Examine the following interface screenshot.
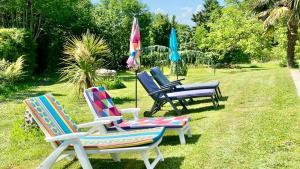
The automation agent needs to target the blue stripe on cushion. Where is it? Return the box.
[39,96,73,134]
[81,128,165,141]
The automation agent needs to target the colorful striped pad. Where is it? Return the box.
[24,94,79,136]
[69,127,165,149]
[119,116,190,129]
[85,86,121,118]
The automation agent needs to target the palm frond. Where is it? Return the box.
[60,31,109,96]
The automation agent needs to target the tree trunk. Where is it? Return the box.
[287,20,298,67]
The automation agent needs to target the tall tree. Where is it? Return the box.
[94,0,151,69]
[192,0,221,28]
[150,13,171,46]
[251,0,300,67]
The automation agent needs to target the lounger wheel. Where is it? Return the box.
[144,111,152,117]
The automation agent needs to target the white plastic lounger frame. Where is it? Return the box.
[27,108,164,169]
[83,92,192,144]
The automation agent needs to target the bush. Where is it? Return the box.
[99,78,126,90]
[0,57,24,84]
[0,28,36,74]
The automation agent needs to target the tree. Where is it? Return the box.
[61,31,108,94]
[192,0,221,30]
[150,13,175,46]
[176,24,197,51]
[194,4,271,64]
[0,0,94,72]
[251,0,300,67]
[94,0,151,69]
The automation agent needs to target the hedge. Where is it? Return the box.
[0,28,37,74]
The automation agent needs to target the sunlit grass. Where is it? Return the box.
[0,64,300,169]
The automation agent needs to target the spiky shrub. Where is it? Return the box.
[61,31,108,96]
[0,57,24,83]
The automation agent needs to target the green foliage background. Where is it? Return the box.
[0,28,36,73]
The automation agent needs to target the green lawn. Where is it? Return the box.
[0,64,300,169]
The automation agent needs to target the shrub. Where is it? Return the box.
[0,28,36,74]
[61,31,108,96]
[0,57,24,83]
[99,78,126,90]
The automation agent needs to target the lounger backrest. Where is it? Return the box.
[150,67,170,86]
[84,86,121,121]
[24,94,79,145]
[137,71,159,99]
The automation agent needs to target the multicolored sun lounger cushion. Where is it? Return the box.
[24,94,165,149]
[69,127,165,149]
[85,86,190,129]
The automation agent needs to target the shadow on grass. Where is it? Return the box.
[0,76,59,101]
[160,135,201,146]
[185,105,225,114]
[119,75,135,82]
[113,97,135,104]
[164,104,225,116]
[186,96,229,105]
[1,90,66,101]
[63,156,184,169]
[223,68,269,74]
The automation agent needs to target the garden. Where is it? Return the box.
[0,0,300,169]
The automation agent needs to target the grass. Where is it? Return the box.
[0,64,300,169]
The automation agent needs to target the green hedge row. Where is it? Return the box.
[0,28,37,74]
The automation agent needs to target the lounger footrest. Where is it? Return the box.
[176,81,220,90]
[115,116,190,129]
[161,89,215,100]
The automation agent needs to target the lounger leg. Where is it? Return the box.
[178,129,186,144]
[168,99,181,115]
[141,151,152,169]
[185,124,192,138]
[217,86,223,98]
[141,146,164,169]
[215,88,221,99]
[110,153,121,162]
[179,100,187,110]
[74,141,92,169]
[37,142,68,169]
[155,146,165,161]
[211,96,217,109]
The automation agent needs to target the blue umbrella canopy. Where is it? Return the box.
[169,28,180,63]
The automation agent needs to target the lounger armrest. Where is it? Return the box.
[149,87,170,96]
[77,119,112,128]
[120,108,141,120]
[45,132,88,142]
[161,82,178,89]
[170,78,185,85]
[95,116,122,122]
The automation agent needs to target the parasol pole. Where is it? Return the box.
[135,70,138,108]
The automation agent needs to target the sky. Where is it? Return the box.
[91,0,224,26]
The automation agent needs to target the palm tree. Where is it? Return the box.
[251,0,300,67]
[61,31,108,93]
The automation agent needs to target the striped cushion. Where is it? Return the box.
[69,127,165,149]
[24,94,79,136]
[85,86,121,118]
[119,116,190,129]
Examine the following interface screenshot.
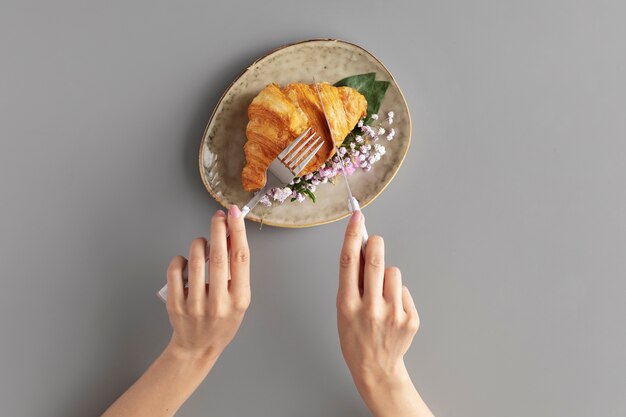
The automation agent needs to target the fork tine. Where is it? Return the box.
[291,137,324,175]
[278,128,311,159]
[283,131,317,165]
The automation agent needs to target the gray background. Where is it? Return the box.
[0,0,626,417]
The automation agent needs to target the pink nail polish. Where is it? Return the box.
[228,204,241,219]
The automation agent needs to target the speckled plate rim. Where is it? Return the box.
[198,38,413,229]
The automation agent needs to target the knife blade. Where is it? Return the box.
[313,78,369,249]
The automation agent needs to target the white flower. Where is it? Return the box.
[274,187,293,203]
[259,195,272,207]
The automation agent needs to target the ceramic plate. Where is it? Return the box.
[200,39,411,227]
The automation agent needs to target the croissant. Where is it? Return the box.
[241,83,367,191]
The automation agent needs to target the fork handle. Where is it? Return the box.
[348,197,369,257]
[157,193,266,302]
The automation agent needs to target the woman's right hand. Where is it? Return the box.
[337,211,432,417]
************
• [Do this]
Copy out every line of the records above word for word, leaving out the pictures.

• [Exercise output]
Examine the following interface screenshot.
The automation agent needs to target the blue stripe on cushion. Where is it? Return the box.
[39,96,73,134]
[81,128,165,141]
The automation agent needs to target the colorful striped pad. Where is it? Return the box.
[24,94,79,136]
[69,127,165,149]
[119,116,190,129]
[85,86,121,118]
The automation agent needs to target the palm frond. Where is it? Return the box.
[60,31,109,96]
The automation agent needs to target the tree trunk. Where is it? Return the box.
[287,20,298,67]
The automation agent needs to target the tall tree. Where is it? Return the box.
[94,0,151,69]
[192,0,221,28]
[150,13,171,46]
[251,0,300,67]
The automation agent needs to target the lounger wheel. Where is it? Return the box.
[144,111,152,117]
The automation agent needs to target the white plastic lounger frame. Where is it? Return the box.
[27,108,164,169]
[83,92,192,144]
The automation agent needs to target the bush. Where is it? Return the box.
[99,78,126,90]
[0,57,24,84]
[0,28,36,74]
The automation agent needs to target the tree. Where is it? Return the box.
[61,31,108,94]
[192,0,221,30]
[150,13,175,46]
[176,24,197,51]
[194,4,271,64]
[0,0,94,72]
[251,0,300,67]
[94,0,151,69]
The automation agent needs to target the hedge. Where is it? Return the box.
[0,28,37,74]
The automation agent needs to target the sunlit grass. Where is it? Return the box.
[0,64,300,169]
The automation agent needs to target the spiky shrub. Where is it? Return the box.
[61,31,108,96]
[0,57,24,83]
The automation agent needs to target the green foliage background. Where is it? Return the box.
[0,28,36,73]
The automation agent needs to target the green lawn. Where is it? Return the box.
[0,64,300,169]
The automation agent needs to target the shrub. Where is it? Return the box.
[0,28,36,74]
[61,31,108,96]
[0,57,24,83]
[99,78,126,90]
The automation agent needs to target the lounger backrest. Where is it? Return the box.
[150,67,170,86]
[84,86,121,121]
[24,94,79,145]
[137,71,159,99]
The automation agent needs to target the multicolored sun lounger cushion. Where is it? Return the box.
[24,94,165,149]
[69,127,165,149]
[85,86,190,129]
The automation agent needs to target the shadow on grass. Where is it? Return the box.
[0,76,59,101]
[160,135,201,146]
[185,105,225,114]
[119,75,135,82]
[113,97,135,104]
[164,104,225,116]
[186,96,229,105]
[1,90,66,101]
[63,156,184,169]
[223,68,269,74]
The automation agent needs to target the garden. Where is it? Return the box.
[0,0,300,169]
The automation agent needs to target the grass. Where is it? Return the box.
[0,64,300,169]
The automation agent needs to target the green hedge row. Where is it? Return the box.
[0,28,37,74]
The automation agent needs to target the lounger footrest. Where is it? Return the box.
[176,81,220,90]
[115,116,190,129]
[161,89,215,100]
The automation agent needs to target the lounger leg. Where is it? Return the box.
[178,129,186,144]
[168,99,181,115]
[141,151,152,169]
[185,124,192,138]
[217,86,223,98]
[141,146,164,169]
[215,88,221,99]
[110,153,121,162]
[179,100,187,110]
[74,141,92,169]
[37,142,68,169]
[155,146,165,161]
[211,96,217,109]
The automation agent needs to target the blue umbrella canopy. Where is it? Return the box.
[169,28,180,63]
The automation agent needs to target the lounger armrest. Where is it? Return the box.
[149,87,170,96]
[77,119,112,128]
[120,108,141,120]
[45,132,88,142]
[161,82,178,89]
[170,78,185,85]
[95,116,122,122]
The automation agent needs to target the parasol pole. Where is it? Return the box.
[135,70,138,108]
The automation agent needs to target the sky. Where is it? Return the box.
[91,0,224,26]
The automation agent needs to target the palm tree. Where is it? Return the box.
[251,0,300,67]
[61,31,108,93]
The automation agent needs to target the striped cushion. Where is it? Return the box.
[69,127,165,149]
[24,94,79,136]
[85,86,121,118]
[119,116,190,129]
Examine the following interface screenshot.
The automation agent needs to target the fork tine. Where is it? Return the box.
[291,137,324,175]
[278,128,311,159]
[283,131,317,165]
The automation agent needs to target the gray background. Where is it? Return the box.
[0,0,626,417]
The automation agent needs to target the pink nail polish. Where is it? Return the box.
[228,204,241,219]
The automation agent needs to target the speckled plate rim. Where is it? Return the box.
[198,38,413,229]
The automation agent needs to target the knife blade. Where is it? Return the box.
[313,78,369,249]
The automation agent needs to target the white flower. Where is it? Return the box.
[274,187,293,203]
[259,195,272,207]
The automation agent needs to target the ceramic plate. Where is it? Return the box.
[200,39,411,227]
The automation agent needs to target the croissant. Where is it? Return the box.
[241,83,367,191]
The automation agent needs to target the fork handle. Where is it? Return the box.
[348,197,369,257]
[157,193,266,302]
The automation agent needs to target the woman's right hand. Where is it? Return the box.
[337,211,432,417]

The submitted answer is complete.